Can you set out every line of the records below as a numbered list, with blank lines dropped and the pictures left out?

[START]

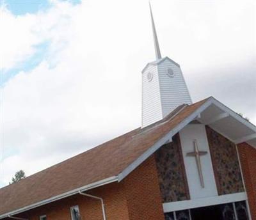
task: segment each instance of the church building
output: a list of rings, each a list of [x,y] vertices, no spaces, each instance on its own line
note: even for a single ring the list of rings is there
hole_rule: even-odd
[[[0,189],[0,219],[256,220],[255,125],[213,97],[192,102],[150,13],[141,126]]]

[END]

• PROBLEM SOLUTION
1. task: segment each instance of the church building
2. output: a list of rings, each a list of [x,y] vertices, no spaces, each instance on its own line
3. note: even for a single ring the list of rings is there
4. hole_rule: even-odd
5. [[[0,189],[0,219],[256,220],[255,125],[213,97],[192,102],[150,13],[141,126]]]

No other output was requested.